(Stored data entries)
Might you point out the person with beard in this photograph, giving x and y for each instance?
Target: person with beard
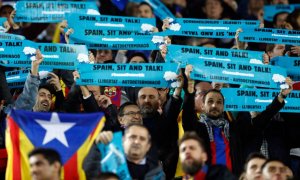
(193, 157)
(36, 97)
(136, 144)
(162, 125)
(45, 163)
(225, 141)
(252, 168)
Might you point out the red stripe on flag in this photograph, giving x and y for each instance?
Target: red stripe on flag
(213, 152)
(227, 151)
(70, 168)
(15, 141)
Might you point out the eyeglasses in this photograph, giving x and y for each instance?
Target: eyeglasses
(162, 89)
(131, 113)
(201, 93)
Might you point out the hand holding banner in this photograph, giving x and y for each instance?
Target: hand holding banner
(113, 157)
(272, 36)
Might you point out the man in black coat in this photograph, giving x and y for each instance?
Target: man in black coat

==

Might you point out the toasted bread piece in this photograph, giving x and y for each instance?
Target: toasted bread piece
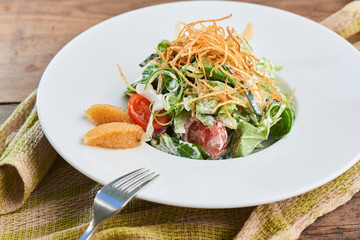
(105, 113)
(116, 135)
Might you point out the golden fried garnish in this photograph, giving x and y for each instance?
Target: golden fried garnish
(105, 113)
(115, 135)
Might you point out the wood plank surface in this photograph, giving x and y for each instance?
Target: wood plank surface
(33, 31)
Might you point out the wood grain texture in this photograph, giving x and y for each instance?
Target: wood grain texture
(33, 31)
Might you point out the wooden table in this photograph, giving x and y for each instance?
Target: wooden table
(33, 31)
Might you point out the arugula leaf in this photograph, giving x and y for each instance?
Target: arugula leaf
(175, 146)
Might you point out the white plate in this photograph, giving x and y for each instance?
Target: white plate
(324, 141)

* **EXERCISE REQUIREMENTS**:
A count is needed of the lines in this data that contain "black"; give the number and no other text.

* **ANSWER AREA**:
2